— start of Data supplied —

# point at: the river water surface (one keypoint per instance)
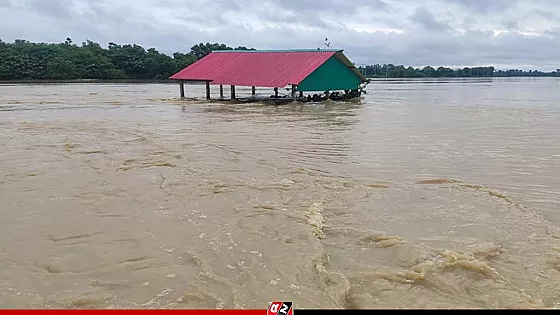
(423, 195)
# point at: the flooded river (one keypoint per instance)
(424, 195)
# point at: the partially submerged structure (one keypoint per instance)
(311, 70)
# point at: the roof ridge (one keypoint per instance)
(280, 50)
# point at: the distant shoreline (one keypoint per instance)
(136, 81)
(85, 81)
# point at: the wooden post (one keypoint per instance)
(182, 88)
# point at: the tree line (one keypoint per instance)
(24, 60)
(393, 71)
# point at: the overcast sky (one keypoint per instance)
(504, 33)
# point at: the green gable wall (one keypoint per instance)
(332, 75)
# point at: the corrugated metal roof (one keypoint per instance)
(256, 68)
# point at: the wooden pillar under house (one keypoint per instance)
(182, 88)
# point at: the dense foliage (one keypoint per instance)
(392, 71)
(23, 60)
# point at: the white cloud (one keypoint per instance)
(505, 33)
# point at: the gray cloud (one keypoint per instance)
(503, 33)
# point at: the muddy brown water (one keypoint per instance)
(424, 195)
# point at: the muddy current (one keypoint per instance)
(425, 194)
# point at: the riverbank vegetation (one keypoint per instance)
(26, 61)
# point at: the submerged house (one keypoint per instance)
(299, 70)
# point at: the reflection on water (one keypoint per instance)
(421, 195)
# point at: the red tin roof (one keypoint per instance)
(256, 68)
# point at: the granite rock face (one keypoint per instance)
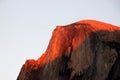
(85, 50)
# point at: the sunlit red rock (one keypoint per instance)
(85, 50)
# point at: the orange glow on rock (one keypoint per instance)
(65, 38)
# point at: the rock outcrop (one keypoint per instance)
(85, 50)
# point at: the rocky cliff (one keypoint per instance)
(85, 50)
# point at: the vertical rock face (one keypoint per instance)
(85, 50)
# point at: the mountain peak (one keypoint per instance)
(74, 50)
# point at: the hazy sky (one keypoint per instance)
(26, 26)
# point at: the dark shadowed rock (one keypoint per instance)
(85, 50)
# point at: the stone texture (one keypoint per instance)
(85, 50)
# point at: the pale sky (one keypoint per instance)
(26, 26)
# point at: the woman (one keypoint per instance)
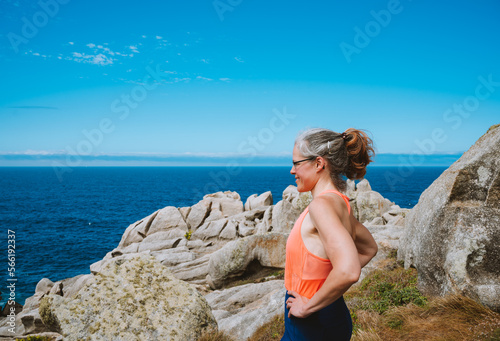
(327, 246)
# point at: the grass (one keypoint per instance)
(387, 306)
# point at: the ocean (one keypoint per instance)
(61, 226)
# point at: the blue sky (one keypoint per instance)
(190, 82)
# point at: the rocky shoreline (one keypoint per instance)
(174, 272)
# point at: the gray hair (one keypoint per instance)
(329, 145)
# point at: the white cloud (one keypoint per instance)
(99, 59)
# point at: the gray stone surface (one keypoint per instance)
(452, 234)
(130, 299)
(232, 259)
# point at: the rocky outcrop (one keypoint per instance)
(241, 310)
(234, 258)
(211, 244)
(367, 204)
(255, 201)
(130, 299)
(452, 234)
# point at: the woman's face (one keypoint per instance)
(305, 172)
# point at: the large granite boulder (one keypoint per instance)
(234, 258)
(130, 299)
(365, 203)
(256, 201)
(241, 310)
(452, 234)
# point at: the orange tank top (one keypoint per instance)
(305, 272)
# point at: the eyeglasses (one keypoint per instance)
(295, 163)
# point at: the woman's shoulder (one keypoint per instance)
(327, 202)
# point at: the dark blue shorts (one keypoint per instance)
(332, 323)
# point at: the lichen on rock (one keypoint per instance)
(131, 299)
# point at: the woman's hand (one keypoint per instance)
(296, 305)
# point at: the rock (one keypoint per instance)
(44, 286)
(230, 202)
(7, 308)
(137, 231)
(57, 288)
(184, 211)
(266, 224)
(161, 244)
(33, 323)
(96, 267)
(230, 231)
(71, 286)
(250, 305)
(377, 221)
(254, 201)
(232, 259)
(198, 213)
(130, 299)
(370, 204)
(46, 336)
(194, 271)
(174, 256)
(167, 218)
(451, 235)
(363, 186)
(210, 229)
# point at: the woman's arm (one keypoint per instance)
(341, 251)
(365, 244)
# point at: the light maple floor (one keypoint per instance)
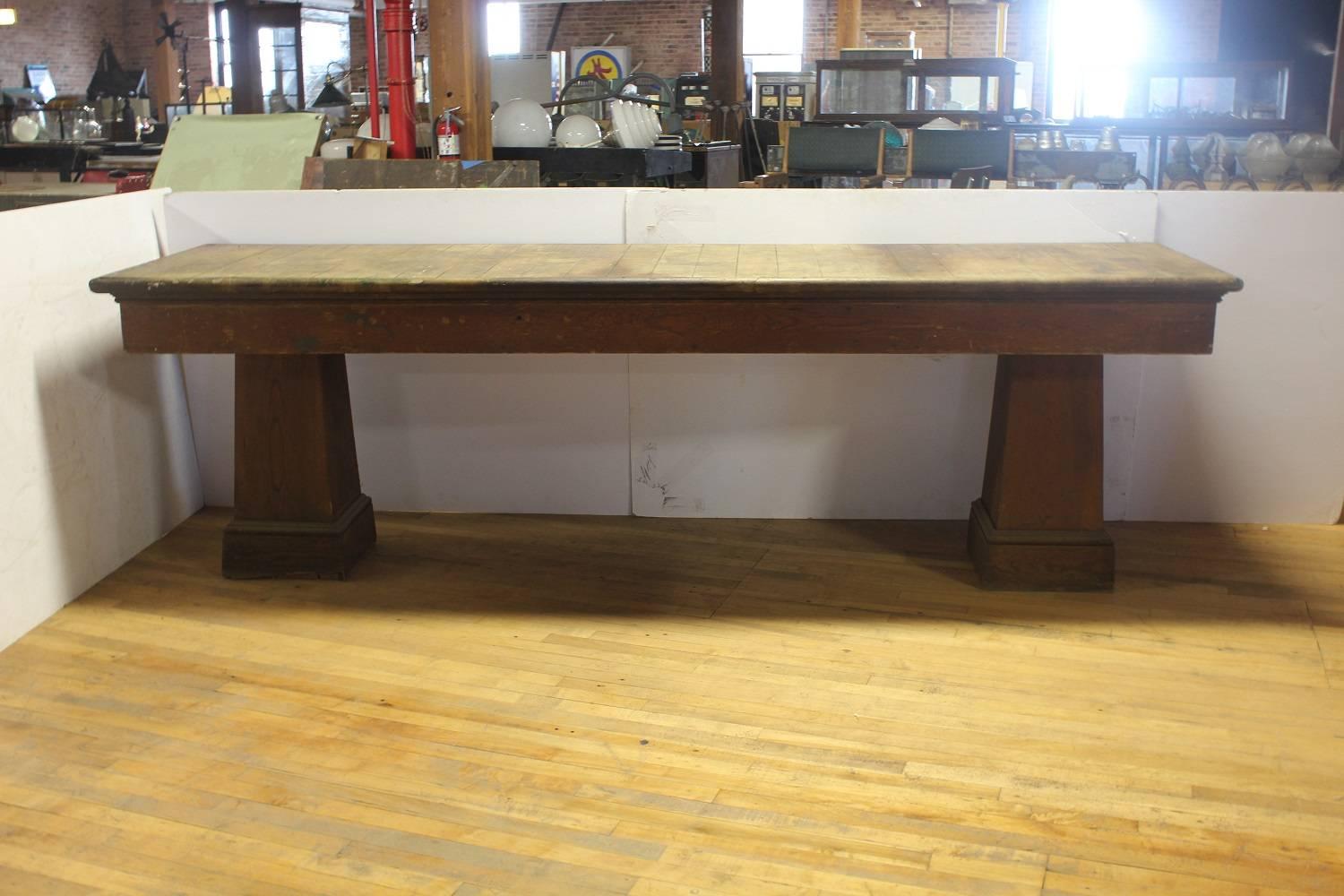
(612, 705)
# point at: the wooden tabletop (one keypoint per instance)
(688, 271)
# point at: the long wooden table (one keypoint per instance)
(1050, 312)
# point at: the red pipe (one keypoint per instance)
(375, 110)
(401, 77)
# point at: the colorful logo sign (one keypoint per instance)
(599, 64)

— end of Data supplied —

**Goal**
Give back the entries verbatim. Do not include any picture.

**Solution for this problem**
# point at: the river water surface (one keypoint per instance)
(423, 195)
# point at: the flooded river (one keypoint per instance)
(424, 195)
# point at: the partially submerged structure (one keypoint per instance)
(311, 70)
# point at: the roof ridge (one keypoint per instance)
(280, 50)
# point at: the distant shoreline (one keypoint per instance)
(136, 81)
(85, 81)
# point at: the wooden post (one keypoint per instance)
(182, 88)
# point at: the tree line (one keypoint per instance)
(24, 60)
(393, 71)
# point at: the overcast sky (one keypoint per instance)
(504, 33)
# point at: the green gable wall (one keypoint per instance)
(332, 75)
# point at: the corrugated metal roof (one keypoint per instance)
(256, 68)
# point at: the wooden pillar under house (one keypoint per instance)
(182, 88)
# point at: the dense foliage (one keypoint per instance)
(392, 71)
(23, 60)
# point at: the white cloud (one keypoint per instance)
(505, 33)
# point at: the gray cloud (one keypoint per instance)
(503, 33)
# point at: the muddy brown water (one keypoint per instance)
(424, 195)
# point at: the muddy current (one keypoint per instance)
(425, 194)
# point at: the riverbank vegetation (one keypoint per instance)
(26, 61)
# point at: the submerged house (one keypoint per instance)
(299, 70)
# point at: the reflection on water (one keypoint per instance)
(421, 195)
# point at: the red tin roof (one keypoint per instance)
(256, 68)
# point at: the granite rock face (one keypoint per instance)
(85, 50)
# point at: the sunlit red rock (one keypoint per instance)
(85, 50)
# point at: the orange glow on rock (one keypoint per instance)
(65, 38)
# point at: the rock outcrop (one keypoint per instance)
(85, 50)
# point at: the rocky cliff (one keypoint per instance)
(85, 50)
# point at: the vertical rock face (one keypoint per instance)
(85, 50)
# point at: the mountain peak (one keypoint per instance)
(74, 50)
# point at: the hazy sky (one keypoint per instance)
(26, 26)
# point at: the dark shadowed rock (one keypoint per instance)
(85, 50)
# point at: the stone texture (one keypoint per instance)
(85, 50)
# point at: the pale sky (one keypoint per instance)
(26, 26)
# point at: the woman (one keypoint per instance)
(327, 246)
# point at: the grass (one keypoint per instance)
(387, 306)
# point at: the ocean (one keypoint per instance)
(61, 226)
# point at: the blue sky (one keypoint per instance)
(190, 82)
# point at: the rocky shoreline (one keypoint per instance)
(174, 272)
# point at: the gray hair (one keypoint per instance)
(329, 145)
# point at: the white cloud (one keypoint per instance)
(99, 59)
# point at: the gray stone surface (one keypoint per instance)
(452, 234)
(130, 299)
(232, 259)
# point at: the rocky outcrop (one keypoint per instance)
(241, 310)
(234, 258)
(211, 244)
(367, 204)
(255, 201)
(130, 299)
(452, 234)
# point at: the woman's face (one keypoint per instance)
(305, 172)
# point at: the large granite boulder (one keypoint per instance)
(234, 258)
(130, 299)
(365, 203)
(256, 201)
(241, 310)
(452, 234)
# point at: the orange tank top (one keypoint per instance)
(305, 272)
# point at: the eyeglasses (one keypoint per instance)
(295, 163)
# point at: the woman's shoulder (one keypoint per instance)
(327, 202)
# point at: the dark blue shorts (one keypoint per instance)
(332, 323)
# point at: the lichen on rock (one keypoint per instance)
(131, 299)
# point at: the woman's hand (one keypoint per instance)
(296, 305)
# point at: the rock (one keypoint per instance)
(44, 286)
(230, 202)
(7, 308)
(137, 231)
(57, 288)
(184, 211)
(266, 224)
(161, 244)
(33, 323)
(96, 267)
(230, 231)
(71, 286)
(250, 305)
(377, 221)
(254, 201)
(232, 259)
(198, 213)
(130, 299)
(370, 204)
(46, 336)
(194, 271)
(174, 256)
(167, 218)
(451, 235)
(363, 186)
(210, 229)
# point at: the woman's arm (one keypoint per instance)
(341, 251)
(365, 244)
# point at: the light maple floor (one keypoint per instance)
(612, 705)
# point at: the wooden tabletop (one keypoint per instance)
(688, 271)
# point at: the long wooden table (one keypoint per instance)
(1050, 312)
# point at: the red pipe (one keypoint per instance)
(375, 110)
(401, 77)
# point at: the colorful logo sign (one keypoint per instance)
(599, 64)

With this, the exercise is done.